> Task instructions
Reproduce the data in its entirety, exactly as supplied.

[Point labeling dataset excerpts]
──────────────────────────────

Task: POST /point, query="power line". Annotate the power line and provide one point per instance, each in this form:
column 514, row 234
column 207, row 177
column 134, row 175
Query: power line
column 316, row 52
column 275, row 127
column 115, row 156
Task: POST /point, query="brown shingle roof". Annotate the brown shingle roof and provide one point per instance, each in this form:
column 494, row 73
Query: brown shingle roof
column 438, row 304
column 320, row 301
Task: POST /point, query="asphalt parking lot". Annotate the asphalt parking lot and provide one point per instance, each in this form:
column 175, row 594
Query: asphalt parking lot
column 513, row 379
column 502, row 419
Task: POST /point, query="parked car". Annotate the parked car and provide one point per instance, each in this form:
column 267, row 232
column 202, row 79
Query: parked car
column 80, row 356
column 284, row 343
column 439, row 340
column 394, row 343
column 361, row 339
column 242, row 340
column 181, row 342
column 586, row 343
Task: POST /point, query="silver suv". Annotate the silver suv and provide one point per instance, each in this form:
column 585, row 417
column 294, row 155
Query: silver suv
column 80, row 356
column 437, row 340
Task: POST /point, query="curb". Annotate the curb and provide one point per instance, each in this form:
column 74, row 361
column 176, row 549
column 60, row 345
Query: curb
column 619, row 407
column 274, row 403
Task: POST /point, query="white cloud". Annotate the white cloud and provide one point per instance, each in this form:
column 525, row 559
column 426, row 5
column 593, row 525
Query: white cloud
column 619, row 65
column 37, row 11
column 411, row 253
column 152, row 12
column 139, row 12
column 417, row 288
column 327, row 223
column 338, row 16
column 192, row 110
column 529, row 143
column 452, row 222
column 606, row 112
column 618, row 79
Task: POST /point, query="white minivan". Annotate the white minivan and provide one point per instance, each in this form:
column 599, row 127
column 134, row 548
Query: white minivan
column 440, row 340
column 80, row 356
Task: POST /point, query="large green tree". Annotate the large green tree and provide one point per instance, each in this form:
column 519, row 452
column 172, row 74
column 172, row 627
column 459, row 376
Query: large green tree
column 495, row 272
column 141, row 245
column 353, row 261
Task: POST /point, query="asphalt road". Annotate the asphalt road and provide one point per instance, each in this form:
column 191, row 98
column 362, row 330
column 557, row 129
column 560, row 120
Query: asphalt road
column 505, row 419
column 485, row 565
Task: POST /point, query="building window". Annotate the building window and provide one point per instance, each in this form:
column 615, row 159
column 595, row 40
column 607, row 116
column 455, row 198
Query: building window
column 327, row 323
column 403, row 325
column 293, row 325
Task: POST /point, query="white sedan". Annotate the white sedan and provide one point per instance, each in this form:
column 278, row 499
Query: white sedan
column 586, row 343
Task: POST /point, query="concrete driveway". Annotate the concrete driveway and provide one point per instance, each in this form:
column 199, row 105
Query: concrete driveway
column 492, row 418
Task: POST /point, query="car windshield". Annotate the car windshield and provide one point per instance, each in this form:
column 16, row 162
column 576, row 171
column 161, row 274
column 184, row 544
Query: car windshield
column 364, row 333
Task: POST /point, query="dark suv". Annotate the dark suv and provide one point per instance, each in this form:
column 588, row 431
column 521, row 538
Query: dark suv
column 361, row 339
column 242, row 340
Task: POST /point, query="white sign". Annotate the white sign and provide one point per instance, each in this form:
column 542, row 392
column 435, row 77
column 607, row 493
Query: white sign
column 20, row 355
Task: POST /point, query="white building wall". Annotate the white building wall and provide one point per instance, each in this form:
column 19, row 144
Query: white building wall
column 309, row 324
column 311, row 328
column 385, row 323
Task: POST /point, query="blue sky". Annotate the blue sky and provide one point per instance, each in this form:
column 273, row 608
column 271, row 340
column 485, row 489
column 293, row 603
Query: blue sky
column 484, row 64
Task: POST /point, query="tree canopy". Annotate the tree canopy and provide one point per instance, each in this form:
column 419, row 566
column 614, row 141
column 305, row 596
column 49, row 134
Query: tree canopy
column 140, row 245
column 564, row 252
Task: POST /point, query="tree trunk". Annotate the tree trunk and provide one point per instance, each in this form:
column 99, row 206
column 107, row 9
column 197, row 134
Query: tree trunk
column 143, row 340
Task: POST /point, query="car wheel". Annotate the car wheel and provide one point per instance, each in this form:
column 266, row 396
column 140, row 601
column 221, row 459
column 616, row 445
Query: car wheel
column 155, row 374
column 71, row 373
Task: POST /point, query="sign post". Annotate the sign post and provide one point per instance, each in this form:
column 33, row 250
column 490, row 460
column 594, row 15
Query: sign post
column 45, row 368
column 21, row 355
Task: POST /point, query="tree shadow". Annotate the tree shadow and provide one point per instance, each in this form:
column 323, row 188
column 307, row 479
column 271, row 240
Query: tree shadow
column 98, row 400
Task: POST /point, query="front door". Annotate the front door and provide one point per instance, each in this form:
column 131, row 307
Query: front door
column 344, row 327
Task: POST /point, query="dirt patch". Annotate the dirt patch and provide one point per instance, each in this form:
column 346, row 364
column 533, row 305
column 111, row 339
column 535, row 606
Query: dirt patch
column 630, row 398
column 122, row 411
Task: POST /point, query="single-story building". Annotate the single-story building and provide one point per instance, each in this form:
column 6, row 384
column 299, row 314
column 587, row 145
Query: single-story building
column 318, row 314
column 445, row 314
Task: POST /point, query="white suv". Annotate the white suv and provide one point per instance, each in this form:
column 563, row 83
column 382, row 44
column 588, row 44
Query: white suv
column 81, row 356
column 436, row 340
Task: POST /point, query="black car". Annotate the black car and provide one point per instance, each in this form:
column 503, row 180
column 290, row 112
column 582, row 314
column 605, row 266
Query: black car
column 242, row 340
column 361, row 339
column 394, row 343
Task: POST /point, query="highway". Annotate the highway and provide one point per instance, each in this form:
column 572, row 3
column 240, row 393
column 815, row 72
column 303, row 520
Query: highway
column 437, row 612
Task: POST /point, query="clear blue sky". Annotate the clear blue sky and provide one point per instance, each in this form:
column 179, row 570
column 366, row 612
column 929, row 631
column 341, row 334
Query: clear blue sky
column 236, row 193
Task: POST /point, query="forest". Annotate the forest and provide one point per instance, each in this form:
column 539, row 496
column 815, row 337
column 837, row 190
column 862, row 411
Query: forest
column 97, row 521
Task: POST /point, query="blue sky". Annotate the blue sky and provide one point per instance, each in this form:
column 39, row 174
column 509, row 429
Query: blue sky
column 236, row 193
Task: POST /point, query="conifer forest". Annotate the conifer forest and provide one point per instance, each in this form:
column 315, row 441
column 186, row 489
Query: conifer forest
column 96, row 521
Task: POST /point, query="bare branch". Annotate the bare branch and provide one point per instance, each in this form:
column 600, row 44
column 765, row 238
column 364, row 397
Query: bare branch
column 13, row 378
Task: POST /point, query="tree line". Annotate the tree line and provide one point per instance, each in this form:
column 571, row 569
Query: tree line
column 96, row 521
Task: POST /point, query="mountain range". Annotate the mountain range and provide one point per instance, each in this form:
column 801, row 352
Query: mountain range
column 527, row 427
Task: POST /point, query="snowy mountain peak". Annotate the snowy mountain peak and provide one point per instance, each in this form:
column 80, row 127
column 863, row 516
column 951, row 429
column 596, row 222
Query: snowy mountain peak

──────────────────────────────

> Worked solution
Task: POST /point, query="power line". Annotate the power line and provide one point per instance, each in this form:
column 514, row 234
column 207, row 177
column 134, row 175
Query: power line
column 316, row 52
column 275, row 127
column 115, row 156
Task: POST /point, query="brown shingle roof". Annotate the brown shingle roof and provide one point per instance, each in this form:
column 494, row 73
Query: brown shingle roof
column 438, row 304
column 320, row 301
Task: POST /point, query="asphalt parking lot". Annotate the asphalt parking lot and provide one point per instance, each in this form:
column 175, row 594
Query: asphalt parking lot
column 513, row 379
column 502, row 419
Task: POST /point, query="parked car". Annotate the parked car and provide one point per instance, each in this form:
column 267, row 232
column 202, row 79
Query: parked car
column 80, row 356
column 284, row 343
column 439, row 340
column 394, row 343
column 361, row 339
column 242, row 340
column 181, row 342
column 586, row 343
Task: POST /point, query="silver suv". Annotate the silver suv and provide one point per instance, each in this form:
column 585, row 417
column 294, row 155
Query: silver suv
column 80, row 356
column 437, row 340
Task: POST /point, query="curb". Annotate the curb and provide one point per instance, each in this form:
column 74, row 361
column 176, row 549
column 60, row 345
Query: curb
column 619, row 407
column 274, row 403
Task: POST /point, query="white cloud". Annotate the white cloud and provide one point per instance, each in this form:
column 525, row 559
column 426, row 5
column 593, row 525
Query: white cloud
column 619, row 65
column 37, row 11
column 411, row 253
column 152, row 12
column 139, row 12
column 417, row 288
column 327, row 223
column 338, row 16
column 192, row 110
column 529, row 143
column 452, row 222
column 606, row 112
column 618, row 79
Task: POST /point, query="white minivan". Annotate the white minivan and provide one point per instance, each in this form:
column 599, row 127
column 134, row 548
Query: white minivan
column 440, row 340
column 80, row 356
Task: POST /point, query="large green tree". Annotate the large green tree and provide one point per instance, each in this form:
column 519, row 452
column 172, row 74
column 172, row 627
column 459, row 376
Query: large green tree
column 495, row 272
column 141, row 245
column 353, row 261
Task: POST /point, query="asphalt road". Annotate the asphalt road and provide one point per instance, each in this form:
column 191, row 98
column 362, row 330
column 557, row 129
column 560, row 120
Query: asphalt road
column 505, row 419
column 485, row 565
Task: POST /point, query="building window". Annotate the building window and provide one point per instance, each in this form:
column 615, row 159
column 595, row 40
column 607, row 116
column 455, row 198
Query: building window
column 327, row 323
column 403, row 325
column 293, row 325
Task: POST /point, query="white sedan". Annotate the white sedan and provide one point per instance, each in this form:
column 278, row 499
Query: white sedan
column 586, row 343
Task: POST /point, query="concrete driveway". Annotate the concrete driveway and provide one point per instance, each in this form:
column 199, row 105
Query: concrete driveway
column 492, row 418
Task: POST /point, query="car windshield". Annotate the car windshield and provide one point per instance, each in this form:
column 16, row 162
column 576, row 171
column 161, row 274
column 184, row 544
Query: car windshield
column 364, row 333
Task: POST /point, query="dark suv". Annotate the dark suv and provide one point per instance, each in this form:
column 588, row 431
column 521, row 538
Query: dark suv
column 361, row 339
column 242, row 340
Task: POST /point, query="white sign". Annotate the white sign and provide one point per instance, each in this form:
column 542, row 392
column 435, row 77
column 607, row 493
Query: white sign
column 20, row 355
Task: POST /point, query="white building wall". Annotate the white building wall and provide one point per instance, each in this form:
column 19, row 144
Query: white building wall
column 309, row 324
column 311, row 328
column 385, row 323
Task: POST /point, query="blue sky". Annotate the blue sky and provide one point per instance, each in this form:
column 273, row 608
column 271, row 340
column 485, row 489
column 293, row 603
Query: blue sky
column 484, row 64
Task: POST /point, query="tree canopy". Annotate the tree canopy and provide one point per instance, each in this form:
column 419, row 566
column 614, row 141
column 305, row 596
column 49, row 134
Query: tree canopy
column 140, row 245
column 564, row 252
Task: POST /point, query="tree trunk". Annotate the tree trunk and provide one point per instance, each in this form:
column 99, row 206
column 107, row 9
column 197, row 134
Query: tree trunk
column 143, row 340
Task: POST /point, query="car wheel". Annotate the car wheel and provide one point per instance, each in this form:
column 266, row 396
column 140, row 601
column 221, row 459
column 616, row 445
Query: car wheel
column 155, row 374
column 71, row 373
Task: POST /point, query="sign post". Annotate the sign post and provide one point per instance, each in this form:
column 33, row 250
column 490, row 460
column 594, row 15
Query: sign post
column 45, row 368
column 21, row 355
Task: POST /point, query="tree shadow". Annotate the tree shadow and provide one point per instance, each in this form:
column 323, row 188
column 307, row 479
column 271, row 240
Query: tree shadow
column 98, row 400
Task: POST /point, query="front door". Annotate the front door and provide one point per instance, each in this form:
column 131, row 307
Query: front door
column 344, row 327
Task: POST /point, query="dirt patch". Annotate the dirt patch and provide one point per instance, each in this form:
column 346, row 364
column 533, row 305
column 111, row 339
column 535, row 606
Query: dirt patch
column 630, row 398
column 122, row 411
Task: POST /point, query="single-story building". Annotate the single-story building and provide one point per instance, each in this form:
column 6, row 384
column 299, row 314
column 587, row 145
Query: single-story building
column 318, row 314
column 445, row 314
Task: POST /point, query="white suv". Annotate the white suv and provide one point per instance, each in this form:
column 563, row 83
column 382, row 44
column 588, row 44
Query: white suv
column 81, row 356
column 436, row 340
Task: POST /point, query="black car". Annotate the black car and provide one point per instance, each in this form:
column 503, row 180
column 290, row 112
column 582, row 314
column 605, row 266
Query: black car
column 242, row 340
column 361, row 339
column 394, row 343
Task: POST /point, query="highway". Annotate the highway and provide one point per instance, each in this form:
column 572, row 3
column 240, row 393
column 815, row 72
column 303, row 520
Query: highway
column 437, row 612
Task: POST /point, query="clear blue sky". Annotate the clear blue sky and provide one point per instance, each in this form:
column 179, row 570
column 366, row 612
column 929, row 631
column 341, row 334
Query: clear blue sky
column 236, row 193
Task: POST /point, query="forest". Annotate the forest and provide one point per instance, each in this form:
column 539, row 496
column 815, row 337
column 837, row 190
column 862, row 411
Query: forest
column 97, row 521
Task: POST /point, query="blue sky". Annotate the blue sky and provide one point per instance, each in this form:
column 39, row 174
column 509, row 429
Query: blue sky
column 236, row 193
Task: POST /point, query="conifer forest". Annotate the conifer forest and provide one point per instance, each in this form:
column 315, row 441
column 186, row 489
Query: conifer forest
column 96, row 521
Task: POST /point, query="bare branch". Annotate the bare branch and provide one point per instance, each in this form:
column 600, row 44
column 765, row 238
column 364, row 397
Query: bare branch
column 13, row 378
Task: POST /point, query="tree line". Annotate the tree line and provide one point per instance, each in this form:
column 571, row 569
Query: tree line
column 96, row 521
Task: POST /point, query="mountain range". Annotate the mountain range and provide one point per instance, each in this form:
column 801, row 352
Query: mountain range
column 527, row 427
Task: POST /point, query="snowy mountain peak". Annotate the snowy mountain peak and provide one point per instance, each in this form:
column 80, row 127
column 863, row 516
column 951, row 429
column 596, row 222
Query: snowy mountain peak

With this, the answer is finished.